Work instructions: Copy the records without any change, starting at the line that contains "Please trace the outline of every instance of the jet" and ending with the last line of the records.

Dataset:
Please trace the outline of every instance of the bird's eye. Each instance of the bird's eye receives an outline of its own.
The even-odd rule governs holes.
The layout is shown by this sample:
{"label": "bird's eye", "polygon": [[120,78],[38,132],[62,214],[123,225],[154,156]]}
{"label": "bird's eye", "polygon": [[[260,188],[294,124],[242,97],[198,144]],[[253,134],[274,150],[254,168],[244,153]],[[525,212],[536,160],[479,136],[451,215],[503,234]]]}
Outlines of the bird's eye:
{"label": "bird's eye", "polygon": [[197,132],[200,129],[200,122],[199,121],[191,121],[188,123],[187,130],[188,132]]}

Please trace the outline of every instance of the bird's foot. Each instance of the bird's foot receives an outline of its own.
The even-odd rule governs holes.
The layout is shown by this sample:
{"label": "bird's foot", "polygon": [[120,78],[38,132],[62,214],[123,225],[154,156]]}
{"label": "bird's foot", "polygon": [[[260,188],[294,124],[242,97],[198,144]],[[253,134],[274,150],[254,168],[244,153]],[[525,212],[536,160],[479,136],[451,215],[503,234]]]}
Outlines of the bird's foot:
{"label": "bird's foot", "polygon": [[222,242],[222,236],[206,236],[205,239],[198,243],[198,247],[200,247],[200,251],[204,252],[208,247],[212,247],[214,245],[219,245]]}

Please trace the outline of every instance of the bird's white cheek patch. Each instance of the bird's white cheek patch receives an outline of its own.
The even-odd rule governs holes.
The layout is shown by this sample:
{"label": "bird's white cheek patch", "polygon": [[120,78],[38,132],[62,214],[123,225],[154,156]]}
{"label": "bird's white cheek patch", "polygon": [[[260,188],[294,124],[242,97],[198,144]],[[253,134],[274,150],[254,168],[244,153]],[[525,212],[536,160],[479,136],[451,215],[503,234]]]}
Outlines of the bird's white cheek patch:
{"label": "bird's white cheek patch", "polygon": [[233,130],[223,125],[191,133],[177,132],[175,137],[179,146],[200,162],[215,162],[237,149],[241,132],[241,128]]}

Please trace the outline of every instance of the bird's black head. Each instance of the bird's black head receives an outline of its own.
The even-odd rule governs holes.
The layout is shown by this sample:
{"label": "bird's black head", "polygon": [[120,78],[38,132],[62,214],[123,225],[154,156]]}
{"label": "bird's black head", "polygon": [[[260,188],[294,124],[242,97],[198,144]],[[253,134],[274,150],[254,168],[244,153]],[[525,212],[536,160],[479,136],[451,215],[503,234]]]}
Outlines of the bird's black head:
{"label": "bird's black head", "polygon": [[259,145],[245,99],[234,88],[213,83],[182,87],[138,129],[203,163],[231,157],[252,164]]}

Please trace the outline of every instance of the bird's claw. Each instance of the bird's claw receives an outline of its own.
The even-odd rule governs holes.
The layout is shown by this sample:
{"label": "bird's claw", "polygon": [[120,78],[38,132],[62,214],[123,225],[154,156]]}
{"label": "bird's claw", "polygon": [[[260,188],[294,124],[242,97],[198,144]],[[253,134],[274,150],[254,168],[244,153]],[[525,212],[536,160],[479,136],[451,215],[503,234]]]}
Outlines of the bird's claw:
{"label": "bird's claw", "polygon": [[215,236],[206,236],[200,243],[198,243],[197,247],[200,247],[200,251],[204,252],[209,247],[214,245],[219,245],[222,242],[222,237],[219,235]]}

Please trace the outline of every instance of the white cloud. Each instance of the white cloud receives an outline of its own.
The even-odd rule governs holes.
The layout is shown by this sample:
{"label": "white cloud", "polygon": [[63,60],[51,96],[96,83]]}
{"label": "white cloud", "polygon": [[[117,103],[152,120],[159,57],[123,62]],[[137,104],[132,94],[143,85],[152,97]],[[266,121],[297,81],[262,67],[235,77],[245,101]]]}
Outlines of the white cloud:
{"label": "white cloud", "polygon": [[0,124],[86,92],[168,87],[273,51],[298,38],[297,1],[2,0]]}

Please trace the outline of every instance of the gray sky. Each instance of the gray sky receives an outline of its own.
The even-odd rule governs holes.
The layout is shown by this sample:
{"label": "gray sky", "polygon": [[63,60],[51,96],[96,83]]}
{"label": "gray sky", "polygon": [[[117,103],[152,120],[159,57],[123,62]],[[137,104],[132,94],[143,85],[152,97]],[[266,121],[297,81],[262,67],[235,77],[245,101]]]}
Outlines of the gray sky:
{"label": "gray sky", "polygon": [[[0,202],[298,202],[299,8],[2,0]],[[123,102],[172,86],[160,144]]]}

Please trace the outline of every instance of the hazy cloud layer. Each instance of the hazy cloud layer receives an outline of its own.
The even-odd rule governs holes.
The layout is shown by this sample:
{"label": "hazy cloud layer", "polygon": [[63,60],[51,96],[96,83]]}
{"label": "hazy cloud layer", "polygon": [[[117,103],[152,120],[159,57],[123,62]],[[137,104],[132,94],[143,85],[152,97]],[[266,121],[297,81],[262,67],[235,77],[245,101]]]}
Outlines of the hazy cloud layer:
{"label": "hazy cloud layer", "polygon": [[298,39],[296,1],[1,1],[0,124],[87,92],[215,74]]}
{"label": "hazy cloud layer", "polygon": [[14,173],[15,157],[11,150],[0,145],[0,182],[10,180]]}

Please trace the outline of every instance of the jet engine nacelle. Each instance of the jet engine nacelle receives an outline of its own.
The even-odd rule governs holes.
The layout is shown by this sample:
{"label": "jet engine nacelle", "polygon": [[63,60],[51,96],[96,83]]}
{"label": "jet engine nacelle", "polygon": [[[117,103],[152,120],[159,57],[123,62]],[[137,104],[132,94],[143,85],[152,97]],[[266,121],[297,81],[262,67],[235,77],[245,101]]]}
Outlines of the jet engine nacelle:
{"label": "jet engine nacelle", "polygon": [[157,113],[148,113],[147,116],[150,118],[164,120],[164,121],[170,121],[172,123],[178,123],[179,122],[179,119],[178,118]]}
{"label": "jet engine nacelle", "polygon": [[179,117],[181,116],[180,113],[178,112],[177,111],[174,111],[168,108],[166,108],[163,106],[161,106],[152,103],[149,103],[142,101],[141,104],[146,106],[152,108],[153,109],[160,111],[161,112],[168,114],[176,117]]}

Reply to the task:
Please trace the outline of every instance of the jet engine nacelle. Each instance of the jet engine nacelle receives an outline of its own.
The even-odd rule governs holes.
The layout is shown by this sample:
{"label": "jet engine nacelle", "polygon": [[63,60],[51,96],[96,83]]}
{"label": "jet engine nacelle", "polygon": [[[117,103],[152,120],[159,57],[123,62]],[[137,104],[132,94],[143,85],[152,97]],[[266,121],[297,81],[262,67],[235,77],[245,101]]]}
Outlines of the jet engine nacelle:
{"label": "jet engine nacelle", "polygon": [[157,113],[148,113],[147,116],[150,118],[164,120],[164,121],[170,121],[172,123],[178,123],[179,122],[179,119],[178,118]]}
{"label": "jet engine nacelle", "polygon": [[179,117],[181,116],[180,113],[178,112],[177,111],[174,111],[168,108],[166,108],[163,106],[161,106],[152,103],[149,103],[142,101],[141,104],[146,106],[152,108],[153,109],[160,111],[161,112],[168,114],[176,117]]}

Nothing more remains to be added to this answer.